■ Exercise prompt:
In the entries below, count the lines that hold the string "order" and state only that count.

.....

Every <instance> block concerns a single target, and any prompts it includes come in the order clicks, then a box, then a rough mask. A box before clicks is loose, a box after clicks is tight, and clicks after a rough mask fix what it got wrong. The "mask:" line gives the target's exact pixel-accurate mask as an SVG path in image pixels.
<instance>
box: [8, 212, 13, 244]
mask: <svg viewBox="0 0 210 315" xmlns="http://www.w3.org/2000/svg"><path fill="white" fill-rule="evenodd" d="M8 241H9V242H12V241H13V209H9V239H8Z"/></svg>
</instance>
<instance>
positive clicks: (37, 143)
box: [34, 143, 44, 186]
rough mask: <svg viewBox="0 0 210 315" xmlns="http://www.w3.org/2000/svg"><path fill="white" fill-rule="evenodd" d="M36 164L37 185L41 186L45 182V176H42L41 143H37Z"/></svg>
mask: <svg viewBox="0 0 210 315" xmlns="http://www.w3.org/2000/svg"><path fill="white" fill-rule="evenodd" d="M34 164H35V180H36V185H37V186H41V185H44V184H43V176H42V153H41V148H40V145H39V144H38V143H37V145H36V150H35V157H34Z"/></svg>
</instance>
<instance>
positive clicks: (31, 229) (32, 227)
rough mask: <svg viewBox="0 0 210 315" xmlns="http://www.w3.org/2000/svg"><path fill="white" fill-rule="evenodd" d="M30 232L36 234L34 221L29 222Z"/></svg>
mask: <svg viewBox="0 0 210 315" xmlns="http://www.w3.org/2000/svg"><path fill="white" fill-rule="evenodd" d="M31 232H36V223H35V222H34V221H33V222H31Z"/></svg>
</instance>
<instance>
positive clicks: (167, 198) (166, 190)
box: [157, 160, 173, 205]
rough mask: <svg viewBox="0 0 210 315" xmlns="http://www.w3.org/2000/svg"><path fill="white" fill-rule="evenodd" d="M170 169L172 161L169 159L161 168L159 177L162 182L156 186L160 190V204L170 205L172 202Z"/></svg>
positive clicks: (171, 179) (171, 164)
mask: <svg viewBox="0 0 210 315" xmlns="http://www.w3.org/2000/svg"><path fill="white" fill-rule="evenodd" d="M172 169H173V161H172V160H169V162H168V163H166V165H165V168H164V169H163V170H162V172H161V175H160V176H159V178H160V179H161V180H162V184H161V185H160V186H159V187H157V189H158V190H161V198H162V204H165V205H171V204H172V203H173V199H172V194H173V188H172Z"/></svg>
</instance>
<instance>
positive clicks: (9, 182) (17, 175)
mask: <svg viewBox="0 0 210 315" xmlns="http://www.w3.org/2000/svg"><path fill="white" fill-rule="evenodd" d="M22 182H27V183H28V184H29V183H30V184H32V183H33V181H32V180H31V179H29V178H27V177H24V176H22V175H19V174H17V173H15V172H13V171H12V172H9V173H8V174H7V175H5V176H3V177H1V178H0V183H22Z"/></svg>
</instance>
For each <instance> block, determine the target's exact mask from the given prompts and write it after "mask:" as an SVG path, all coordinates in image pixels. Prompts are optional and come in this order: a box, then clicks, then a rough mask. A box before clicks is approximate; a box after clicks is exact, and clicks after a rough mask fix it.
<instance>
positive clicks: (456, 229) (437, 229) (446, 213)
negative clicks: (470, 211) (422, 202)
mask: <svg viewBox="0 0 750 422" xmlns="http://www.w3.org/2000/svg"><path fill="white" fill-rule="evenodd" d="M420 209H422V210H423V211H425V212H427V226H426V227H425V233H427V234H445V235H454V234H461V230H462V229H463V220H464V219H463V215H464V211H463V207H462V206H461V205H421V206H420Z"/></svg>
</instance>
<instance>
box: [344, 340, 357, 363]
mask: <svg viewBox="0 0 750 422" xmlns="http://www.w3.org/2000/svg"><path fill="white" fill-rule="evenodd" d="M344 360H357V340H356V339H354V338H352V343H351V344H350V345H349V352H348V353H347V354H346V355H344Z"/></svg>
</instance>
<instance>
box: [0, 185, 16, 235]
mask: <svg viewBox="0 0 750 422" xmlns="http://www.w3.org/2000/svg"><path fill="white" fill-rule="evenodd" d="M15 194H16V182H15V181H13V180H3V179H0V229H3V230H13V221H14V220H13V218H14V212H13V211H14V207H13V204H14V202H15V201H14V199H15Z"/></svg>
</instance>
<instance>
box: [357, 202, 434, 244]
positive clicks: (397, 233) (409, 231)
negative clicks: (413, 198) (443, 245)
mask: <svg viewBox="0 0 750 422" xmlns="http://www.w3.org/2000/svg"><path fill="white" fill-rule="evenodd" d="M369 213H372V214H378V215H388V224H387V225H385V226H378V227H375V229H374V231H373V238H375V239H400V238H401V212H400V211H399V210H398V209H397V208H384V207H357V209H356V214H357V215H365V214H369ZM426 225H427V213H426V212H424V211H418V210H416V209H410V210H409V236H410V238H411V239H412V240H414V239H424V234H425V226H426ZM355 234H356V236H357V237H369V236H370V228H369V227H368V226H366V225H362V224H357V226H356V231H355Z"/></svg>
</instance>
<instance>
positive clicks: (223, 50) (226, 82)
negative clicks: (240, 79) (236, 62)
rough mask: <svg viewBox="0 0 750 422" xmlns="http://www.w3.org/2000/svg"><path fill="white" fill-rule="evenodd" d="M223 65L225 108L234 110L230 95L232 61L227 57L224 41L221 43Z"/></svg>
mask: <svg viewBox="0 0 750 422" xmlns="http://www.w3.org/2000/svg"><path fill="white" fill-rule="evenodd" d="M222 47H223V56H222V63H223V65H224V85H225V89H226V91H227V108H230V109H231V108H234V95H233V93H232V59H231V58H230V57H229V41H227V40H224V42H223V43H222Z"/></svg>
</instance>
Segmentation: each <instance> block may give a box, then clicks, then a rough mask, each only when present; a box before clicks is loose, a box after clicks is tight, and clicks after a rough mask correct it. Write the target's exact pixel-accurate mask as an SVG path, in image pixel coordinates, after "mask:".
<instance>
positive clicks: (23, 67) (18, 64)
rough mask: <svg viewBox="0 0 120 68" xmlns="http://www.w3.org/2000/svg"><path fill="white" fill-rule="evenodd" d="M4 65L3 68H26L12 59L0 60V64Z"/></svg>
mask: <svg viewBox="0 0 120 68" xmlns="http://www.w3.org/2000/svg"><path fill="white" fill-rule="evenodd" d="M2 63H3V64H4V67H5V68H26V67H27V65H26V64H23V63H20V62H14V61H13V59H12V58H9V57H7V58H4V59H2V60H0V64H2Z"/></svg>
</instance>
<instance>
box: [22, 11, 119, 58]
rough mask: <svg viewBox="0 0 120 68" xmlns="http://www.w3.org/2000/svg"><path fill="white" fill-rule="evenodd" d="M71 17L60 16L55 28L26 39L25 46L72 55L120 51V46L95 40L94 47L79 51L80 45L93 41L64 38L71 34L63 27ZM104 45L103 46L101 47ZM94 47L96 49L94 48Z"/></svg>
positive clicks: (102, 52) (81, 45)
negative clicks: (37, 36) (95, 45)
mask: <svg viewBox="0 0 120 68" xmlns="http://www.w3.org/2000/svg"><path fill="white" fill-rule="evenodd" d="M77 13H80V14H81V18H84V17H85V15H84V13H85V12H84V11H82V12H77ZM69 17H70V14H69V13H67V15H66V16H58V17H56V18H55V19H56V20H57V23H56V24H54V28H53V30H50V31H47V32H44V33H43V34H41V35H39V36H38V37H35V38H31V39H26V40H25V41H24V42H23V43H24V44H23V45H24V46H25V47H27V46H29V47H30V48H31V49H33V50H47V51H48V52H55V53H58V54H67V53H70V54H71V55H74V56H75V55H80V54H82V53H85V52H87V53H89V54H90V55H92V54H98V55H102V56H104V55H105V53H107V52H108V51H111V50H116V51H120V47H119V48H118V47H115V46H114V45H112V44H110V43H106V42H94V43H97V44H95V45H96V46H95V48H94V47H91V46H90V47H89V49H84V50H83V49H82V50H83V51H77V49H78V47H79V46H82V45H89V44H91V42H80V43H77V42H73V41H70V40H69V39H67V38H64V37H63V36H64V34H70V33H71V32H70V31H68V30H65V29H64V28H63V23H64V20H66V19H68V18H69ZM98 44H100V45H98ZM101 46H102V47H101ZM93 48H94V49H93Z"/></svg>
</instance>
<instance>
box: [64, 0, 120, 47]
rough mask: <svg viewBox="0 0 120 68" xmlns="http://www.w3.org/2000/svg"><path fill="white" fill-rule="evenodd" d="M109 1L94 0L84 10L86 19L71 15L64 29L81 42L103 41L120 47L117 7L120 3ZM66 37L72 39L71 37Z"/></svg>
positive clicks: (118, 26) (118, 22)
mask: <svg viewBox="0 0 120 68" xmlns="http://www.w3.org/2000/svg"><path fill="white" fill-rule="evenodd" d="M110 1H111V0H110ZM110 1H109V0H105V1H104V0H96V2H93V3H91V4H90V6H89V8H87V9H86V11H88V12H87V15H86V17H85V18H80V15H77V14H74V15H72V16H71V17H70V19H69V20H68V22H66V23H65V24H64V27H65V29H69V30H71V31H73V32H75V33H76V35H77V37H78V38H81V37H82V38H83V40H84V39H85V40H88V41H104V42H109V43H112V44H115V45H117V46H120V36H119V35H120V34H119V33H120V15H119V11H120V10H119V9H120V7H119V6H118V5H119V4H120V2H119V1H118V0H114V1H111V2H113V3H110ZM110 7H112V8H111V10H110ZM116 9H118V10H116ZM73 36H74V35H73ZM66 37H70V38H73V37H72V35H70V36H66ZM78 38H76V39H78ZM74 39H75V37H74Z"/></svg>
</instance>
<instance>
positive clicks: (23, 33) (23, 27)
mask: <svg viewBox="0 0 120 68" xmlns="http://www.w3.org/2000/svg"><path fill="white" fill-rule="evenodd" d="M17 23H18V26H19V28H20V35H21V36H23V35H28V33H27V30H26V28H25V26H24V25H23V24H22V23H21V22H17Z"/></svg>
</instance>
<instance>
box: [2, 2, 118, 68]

.....

■ Exercise output:
2